GIVEN PROBLEM
Reproduce the stretch from "Within this category, there" through "the most advantageous." in the article on the three types of income, keeping every word and mark unchanged.

The 3 Types of Income & Why You MUST Know The Difference


Any time you’re earning income, your first thought should be — “How much of that do I get to keep?” In other words, “How much will I be taxed?” When you earn $100, how you earned it will determine how much of it will be surrendered to the government. Why should you care? Well, who wants to give up part of their hard earned money when they don’t have to?

In reality, there are three main types of income, and each type is taxed differently. How you earn your money will largely determine how much you keep. The more you can keep, the more you can continue to grow your wealth and build your legacy.

As we discussed in the article, taxes are one of the greatest wealth destroyers. Just by the type of income you earn, you could actually reduce or change your tax liability. Understanding how income works helps you build a more strategically sound income stream. It saves you from destroying your wealth.

Let’s take a look at the three main types of income:

1. Active Income

This is the kind of income we all start off with — it’s the income that you actively earn, by trading your time for money. Most people are earning active income, but the downside is that active income is also the most heavily taxed income.

The best example of active income is an employee or self-employed person working, trading their time and skill for an income. It could be hourly, or not, but they’re receiving the money because they’ve provided a service.

Within this category, there are still ways to strategize your taxes, but your options are limited.

2. Portfolio Income

This second type of income is portfolio income, which is income generated through capital gains in a portfolio of stocks, shares, etc. The tax advantages for this type of income are slightly better.

Say you buy shares in Apple, the price of Apple goes up, and you decide to sell those shares. The resulting profit will be taxed as capital gains tax, portfolio income. So it isn’t taxed as crazily as earned (active) income, but of the three it’s also not the most advantageous.

3. Passive Income Or Leveraged Income

Passive income isn’t really passive (or everyone would do it), but it is income that can be earned separate from portfolios and separate from your day job. Passive income is generated by leveraging the resources, skillsets, and unique abilities of someone else.

As an example, you and nine other people have pulled together the capital to buy an apartment building. In addition, you’ve chosen someone to operate this property and manage it on behalf of your group. Your group will still receive income, even though you have someone managing the property for you.

Another example would be receiving dividends on a whole life insurance contract — your overfunded life insurance contract where you warehouse your cash. As a policy owner, when the companies are profitable (which they have been for close to 200 years) you get to participate in the profitability of the company. Policy owners become shareholders because of this uniquely structured vehicle.

Royalties are yet another great example. If you’ve created intellectual property — a book, a song, or otherwise — and then license it out and collect royalties, you’re earning passive income. You could invest in oil and gas and make a profit, leveraging the expertise and skills of those involved in energy. Investing in any business as a passive investor is the same, and requires strategy.

One of my favorite leveraged investment asset classes is energy, like oil & gas exploration projects and or shale gas projects, where you not only receive great cashflow but receive great tax benefits that reduce your overall income through depreciation strategies.

RAW DATA
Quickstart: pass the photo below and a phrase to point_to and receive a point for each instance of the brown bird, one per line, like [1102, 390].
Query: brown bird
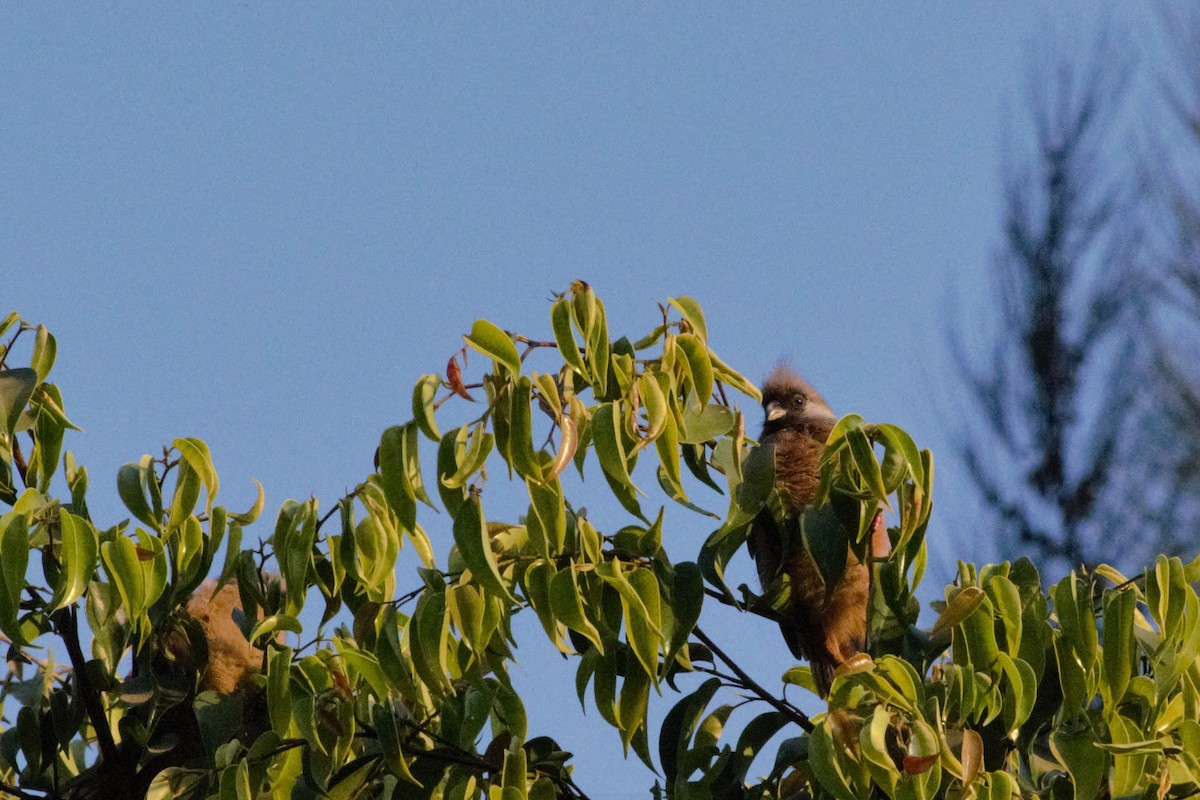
[823, 627]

FULL OUTPUT
Within this category, there are still ways to strategize your taxes, but your options are limited.

2. Portfolio Income

This second type of income is portfolio income, which is income generated through capital gains in a portfolio of stocks, shares, etc. The tax advantages for this type of income are slightly better.

Say you buy shares in Apple, the price of Apple goes up, and you decide to sell those shares. The resulting profit will be taxed as capital gains tax, portfolio income. So it isn’t taxed as crazily as earned (active) income, but of the three it’s also not the most advantageous.